**Work to be completed:** Write out the whole listing, matching it exactly.
----------
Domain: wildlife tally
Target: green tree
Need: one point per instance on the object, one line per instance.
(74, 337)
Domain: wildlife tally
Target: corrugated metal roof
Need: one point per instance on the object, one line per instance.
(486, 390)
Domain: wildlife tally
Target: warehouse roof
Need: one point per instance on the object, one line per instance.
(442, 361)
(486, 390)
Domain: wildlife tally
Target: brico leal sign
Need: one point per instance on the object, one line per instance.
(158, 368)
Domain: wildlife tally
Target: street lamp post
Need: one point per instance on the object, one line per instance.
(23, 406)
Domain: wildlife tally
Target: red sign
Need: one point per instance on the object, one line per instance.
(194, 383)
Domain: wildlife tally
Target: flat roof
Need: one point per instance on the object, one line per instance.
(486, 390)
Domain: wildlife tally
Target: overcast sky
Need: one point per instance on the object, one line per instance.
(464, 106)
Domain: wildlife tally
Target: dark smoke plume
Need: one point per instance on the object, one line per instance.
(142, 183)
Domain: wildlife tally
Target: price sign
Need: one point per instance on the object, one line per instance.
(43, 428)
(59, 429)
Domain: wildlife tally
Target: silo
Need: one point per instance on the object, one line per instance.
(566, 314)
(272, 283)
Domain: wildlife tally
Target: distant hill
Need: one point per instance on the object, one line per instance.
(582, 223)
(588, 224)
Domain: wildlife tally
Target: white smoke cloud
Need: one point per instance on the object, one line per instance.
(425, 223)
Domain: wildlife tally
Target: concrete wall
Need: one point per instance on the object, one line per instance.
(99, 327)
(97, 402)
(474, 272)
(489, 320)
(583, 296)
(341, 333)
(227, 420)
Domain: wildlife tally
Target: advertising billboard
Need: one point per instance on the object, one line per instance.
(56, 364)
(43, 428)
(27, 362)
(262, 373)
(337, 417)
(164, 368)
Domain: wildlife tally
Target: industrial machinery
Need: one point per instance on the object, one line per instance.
----------
**Problem solution:**
Domain: wildlife tally
Target: green tree
Need: one point per instance on the object, one line per instance.
(74, 337)
Domain: wildlife tally
Target: corrugated metal roof
Need: one point per instance on the object, one line per instance.
(486, 390)
Domain: wildlife tally
Target: warehouse roof
Need: one point per instance on the object, one line per instance.
(442, 361)
(486, 390)
Domain: wildlife tally
Target: brico leal sign
Need: one point per instance on the object, one line per instance.
(158, 368)
Domain: wildlife tally
Target: street lamp post
Need: one point per instance on the object, one line per instance.
(23, 406)
Domain: wildlife tally
Target: red sign
Need: one point per instance on the object, one line per instance.
(194, 383)
Domain: wildlife tally
Target: flat roof
Need: one point per instance on the object, one line per instance.
(486, 390)
Domain: wildlife tally
Target: overcast sky
Need: one point per instance on the object, one line per instance.
(464, 106)
Domain: wildlife tally
Target: dark smoke plume
Need: one point per instance on the object, one line per instance.
(142, 183)
Domain: wildlife tally
Target: price sign
Need: one point per instance on the object, one line per instance.
(43, 428)
(59, 429)
Domain: wildlife tally
Target: silo
Need: one point per instance on the object, one line per instance.
(566, 314)
(272, 283)
Domain: wildlife tally
Target: distant hill
Need: one point per instance on the object, one line per instance.
(582, 223)
(588, 224)
Domain: wildlife tally
Target: white smoke cloud
Need: one point per instance on the object, one line per instance.
(425, 223)
Domain: wildlife tally
Target: concrete wall
Need: one point per instance on the object, one line per instance.
(99, 327)
(97, 402)
(474, 272)
(489, 320)
(583, 296)
(341, 333)
(227, 420)
Domain: wildlife tally
Target: advertising billboard
Need: one point per instance on the object, one line per instance.
(56, 364)
(43, 428)
(27, 362)
(262, 373)
(337, 417)
(164, 368)
Domain: wildlife tally
Target: industrial machinery
Need: one point per instance on the object, one line per instance.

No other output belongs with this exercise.